### Reading text
• • • • • • •

MD Mazharul Islam  is a Bangladeshi professional footballer who plays as a  goalkeeper. He last played for Chittagong Abahani in Bangladesh Premier League, he is currently a free agent.

Career
Himel started his football journey while still a student of the Azim Uddin High School in Kishoreganj. Azim Uddin High School won Kishoreganj, Mymensingh and Dhaka divisional school football championships during Himel's tenure as the goalkeeper there. Himel brought victory to the Kishoreganj district football team through a tiebreaker in Bhaluka, Mymensingh for the Kishoreganj district team. Himel caught the attention of the coach of the Bangladesh national football team after seeing his performance during that game. Himel was consistently present in the U-14, U-17, U-19 and U-23 national football teams, and as a result, in 2006, he was called to the Bangladesh national football team.

While playing in the under-17 Bangladesh national football team, Himel first joined Badda Jagarani and then Dhanmondi Club, which is now known as Sheikh Jamal Dhanmondi Club. Later joined Mohammedan SC directly from Dhanmondi Club, 2005. In his first season at the club he won the 2005–06 National Football Championship. He went on to play for Abahani Limited Dhaka and Arambagh KS the following years. In November 2019, Himel was named Mohammedan SC's captain for the season.

• • • • • • •

### Exercise brief
Please copy the entire footballer profile above, word for word. Rely on the footballer profile alone.

• • • • • • •

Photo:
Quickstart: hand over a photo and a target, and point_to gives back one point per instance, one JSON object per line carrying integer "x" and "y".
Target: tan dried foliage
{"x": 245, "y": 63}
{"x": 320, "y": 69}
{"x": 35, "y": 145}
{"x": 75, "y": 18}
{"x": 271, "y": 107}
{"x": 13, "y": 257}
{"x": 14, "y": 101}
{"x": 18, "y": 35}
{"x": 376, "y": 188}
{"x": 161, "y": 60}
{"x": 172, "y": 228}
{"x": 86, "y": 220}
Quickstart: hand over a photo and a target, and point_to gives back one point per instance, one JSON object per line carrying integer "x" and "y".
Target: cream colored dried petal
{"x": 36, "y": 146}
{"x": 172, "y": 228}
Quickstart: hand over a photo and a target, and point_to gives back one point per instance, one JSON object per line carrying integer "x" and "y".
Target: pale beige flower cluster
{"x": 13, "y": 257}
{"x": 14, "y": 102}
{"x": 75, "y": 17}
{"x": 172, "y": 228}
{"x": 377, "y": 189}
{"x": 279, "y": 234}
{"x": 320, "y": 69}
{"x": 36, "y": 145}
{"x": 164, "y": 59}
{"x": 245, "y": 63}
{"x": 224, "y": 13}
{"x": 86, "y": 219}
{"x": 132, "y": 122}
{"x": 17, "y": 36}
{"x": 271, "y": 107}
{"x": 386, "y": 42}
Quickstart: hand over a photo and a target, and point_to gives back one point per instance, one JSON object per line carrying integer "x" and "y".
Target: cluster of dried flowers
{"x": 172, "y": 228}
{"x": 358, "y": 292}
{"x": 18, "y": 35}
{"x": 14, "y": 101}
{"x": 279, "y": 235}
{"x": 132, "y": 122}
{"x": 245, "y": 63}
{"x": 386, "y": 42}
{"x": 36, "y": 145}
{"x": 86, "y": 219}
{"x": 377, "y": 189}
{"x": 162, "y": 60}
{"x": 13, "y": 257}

• • • • • • •

### Correct result
MD Mazharul Islam  is a Bangladeshi professional footballer who plays as a  goalkeeper. He last played for Chittagong Abahani in Bangladesh Premier League, he is currently a free agent.

Career
Himel started his football journey while still a student of the Azim Uddin High School in Kishoreganj. Azim Uddin High School won Kishoreganj, Mymensingh and Dhaka divisional school football championships during Himel's tenure as the goalkeeper there. Himel brought victory to the Kishoreganj district football team through a tiebreaker in Bhaluka, Mymensingh for the Kishoreganj district team. Himel caught the attention of the coach of the Bangladesh national football team after seeing his performance during that game. Himel was consistently present in the U-14, U-17, U-19 and U-23 national football teams, and as a result, in 2006, he was called to the Bangladesh national football team.

While playing in the under-17 Bangladesh national football team, Himel first joined Badda Jagarani and then Dhanmondi Club, which is now known as Sheikh Jamal Dhanmondi Club. Later joined Mohammedan SC directly from Dhanmondi Club, 2005. In his first season at the club he won the 2005–06 National Football Championship. He went on to play for Abahani Limited Dhaka and Arambagh KS the following years. In November 2019, Himel was named Mohammedan SC's captain for the season.